◆ **TASK TO CARRY OUT**
Return each record unchanged and drop the images.

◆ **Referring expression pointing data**
◆ ◆ ◆

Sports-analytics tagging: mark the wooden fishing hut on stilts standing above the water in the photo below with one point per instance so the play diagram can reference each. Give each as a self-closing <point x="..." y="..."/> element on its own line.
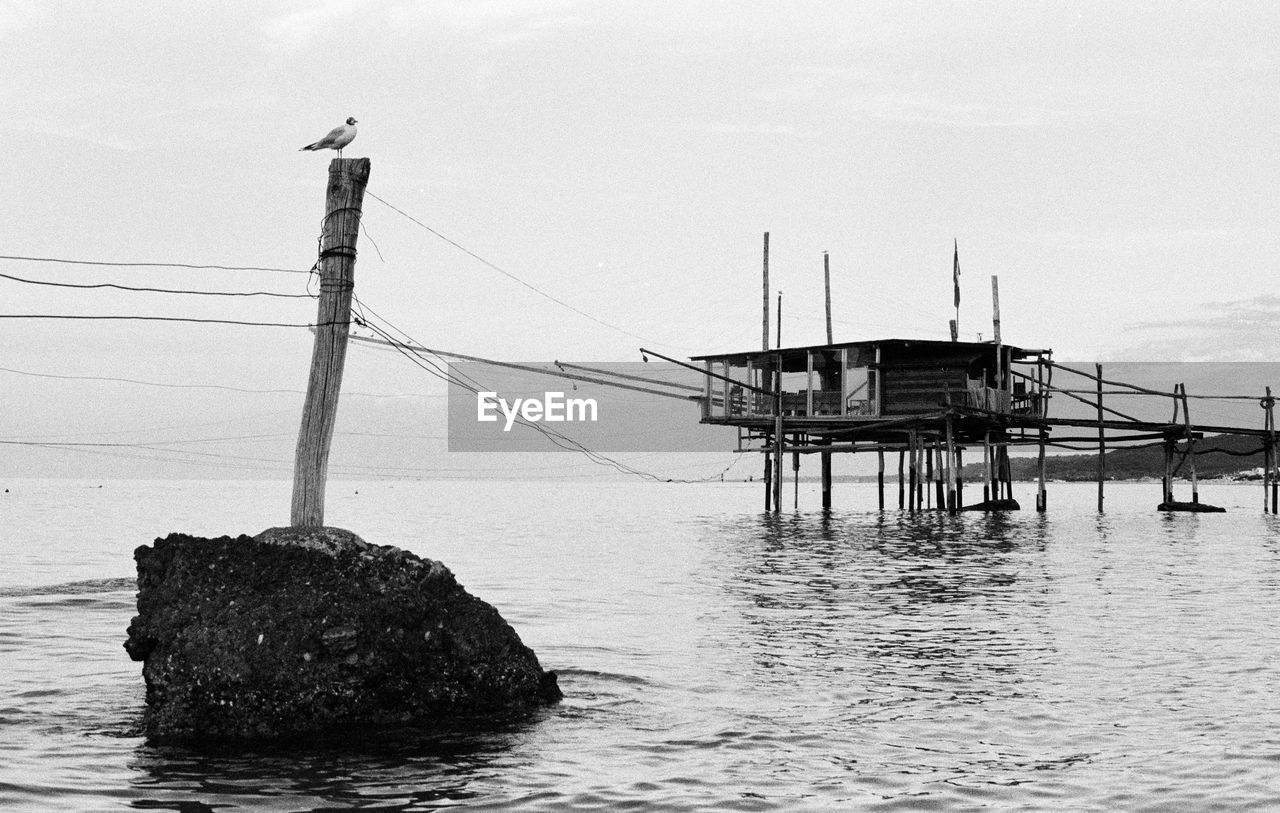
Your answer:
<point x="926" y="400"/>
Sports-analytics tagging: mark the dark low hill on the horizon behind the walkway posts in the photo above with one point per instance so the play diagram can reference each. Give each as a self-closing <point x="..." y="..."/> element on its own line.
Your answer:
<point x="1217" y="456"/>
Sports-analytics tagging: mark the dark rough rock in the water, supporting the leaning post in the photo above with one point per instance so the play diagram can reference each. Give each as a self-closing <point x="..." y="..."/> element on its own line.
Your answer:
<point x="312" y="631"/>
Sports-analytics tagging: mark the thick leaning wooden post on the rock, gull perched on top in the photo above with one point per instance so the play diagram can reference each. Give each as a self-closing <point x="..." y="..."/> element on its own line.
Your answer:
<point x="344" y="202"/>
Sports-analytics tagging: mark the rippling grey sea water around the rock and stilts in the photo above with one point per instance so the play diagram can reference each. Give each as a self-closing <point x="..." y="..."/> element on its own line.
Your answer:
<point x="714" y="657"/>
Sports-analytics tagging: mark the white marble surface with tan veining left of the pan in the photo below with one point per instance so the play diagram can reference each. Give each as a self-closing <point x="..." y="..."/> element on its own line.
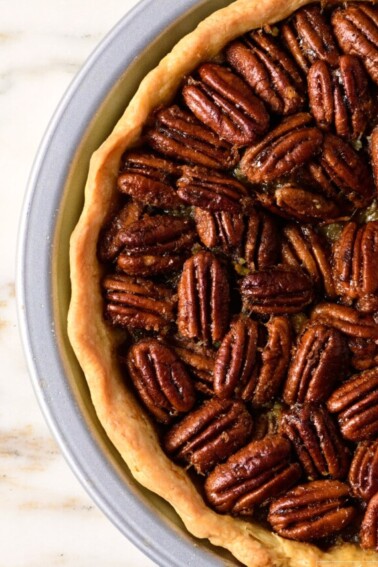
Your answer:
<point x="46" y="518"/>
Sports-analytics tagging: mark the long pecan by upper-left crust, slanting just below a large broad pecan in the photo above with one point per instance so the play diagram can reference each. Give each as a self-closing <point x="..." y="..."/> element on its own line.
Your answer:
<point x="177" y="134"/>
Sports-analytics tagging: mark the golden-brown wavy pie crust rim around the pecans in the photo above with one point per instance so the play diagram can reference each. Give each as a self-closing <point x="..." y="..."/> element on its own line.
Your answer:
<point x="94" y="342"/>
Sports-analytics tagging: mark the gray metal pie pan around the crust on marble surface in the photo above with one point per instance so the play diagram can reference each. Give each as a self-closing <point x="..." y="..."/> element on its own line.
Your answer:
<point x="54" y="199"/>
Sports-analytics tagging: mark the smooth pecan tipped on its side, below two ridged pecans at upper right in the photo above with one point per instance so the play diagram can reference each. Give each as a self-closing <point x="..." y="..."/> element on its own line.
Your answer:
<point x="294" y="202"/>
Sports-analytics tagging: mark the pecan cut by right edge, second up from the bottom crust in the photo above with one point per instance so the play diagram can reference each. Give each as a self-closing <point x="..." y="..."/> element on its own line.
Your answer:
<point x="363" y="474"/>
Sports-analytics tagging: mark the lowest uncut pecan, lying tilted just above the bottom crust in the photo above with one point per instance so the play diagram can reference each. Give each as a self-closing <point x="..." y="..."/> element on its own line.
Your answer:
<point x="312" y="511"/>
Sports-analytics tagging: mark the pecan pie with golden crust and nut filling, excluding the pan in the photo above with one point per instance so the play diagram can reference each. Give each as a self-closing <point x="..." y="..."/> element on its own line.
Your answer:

◆ ◆ ◆

◆ **PROBLEM SOLUTION**
Sports-analytics tagging: mark the wooden fishing hut on stilts standing above the water in the photo below with one point per instance so the play diagram can reference each. Give each as a self-closing <point x="..." y="..."/> element on its own line.
Your answer:
<point x="926" y="400"/>
Sports-analytics tagging: mark the dark low hill on the horizon behind the walkway posts in the photo above with one point per instance so the play diagram can reference each. Give each as a self-closing <point x="..." y="..."/> element on its own line.
Your answer:
<point x="1217" y="456"/>
Sports-analytics tagging: mark the dark rough rock in the water, supporting the leaning post in the photo above with one point per instance so the play diagram can reference each. Give each as a self-closing <point x="..." y="..."/> element on its own line.
Your answer:
<point x="312" y="631"/>
Sports-analytics tagging: mark the thick leaning wooden post on the rock, gull perched on top in the photo above with one point per instance so the play diagram can reference each. Give each as a self-closing <point x="..." y="..."/> element on its own line.
Your answer:
<point x="344" y="202"/>
Sports-analytics tagging: mark the rippling grey sea water around the rock and stilts in the photo above with one point per instance so the play diagram can reference each. Give each as a self-closing <point x="..." y="..."/> element on its own line.
Your answer:
<point x="714" y="657"/>
Sports-analytics tagging: mark the white marble surface with tan veining left of the pan in the photo below with one point per instance so the play diagram can reference each. Give each as a self-closing <point x="..." y="..."/> element on its own line.
Your answer:
<point x="46" y="518"/>
Sports-analytics tagging: mark the long pecan by upper-left crust, slanting just below a large broad pecan in the photo above with one point per instance so the play diagram can reference each. Give each as a self-closing <point x="..." y="..."/> element on its own line.
Your answer:
<point x="177" y="134"/>
Sports-analytics tagging: mark the golden-brown wavy pie crust rim around the pecans in the photo above with one point per instance so the play diagram can reference each. Give each as a self-closing <point x="..." y="..."/> element on its own line.
Your answer:
<point x="94" y="342"/>
Sports-analytics tagging: mark the gray metal pie pan around the crust on marble surface in the photo above with one point per instance so the play diagram can reference each. Give each as a self-closing <point x="..." y="..."/> element on its own line.
Your answer:
<point x="54" y="199"/>
Sports-analytics tagging: mark the smooth pecan tipped on its side, below two ridged pecans at upper right in the photo above with one point per instance so the play diagram can reference each. Give each as a self-closing <point x="..." y="..."/> element on its own line.
Your answer:
<point x="294" y="202"/>
Sports-analytics tagging: mark the pecan cut by right edge, second up from the bottom crust in the photo above with one point per instance so the play diagram can reference each. Give each as a self-closing <point x="..." y="..."/> element on its own line.
Your answer:
<point x="363" y="474"/>
Sports-analytics tagging: mark the lowest uncut pecan, lying tilted just above the bottom crust in the photo above with one point per instance so the play diagram can reference each. Give each as a self-closing <point x="..." y="..."/> element on its own line.
Your answer:
<point x="312" y="511"/>
Sports-analytics tagging: mark the pecan pie with golden crust and nut filling, excluding the pan in the photo above with one point per instance so the play diagram can reference each. Give each as a self-closing <point x="..." y="..."/> element on its own line.
Your answer:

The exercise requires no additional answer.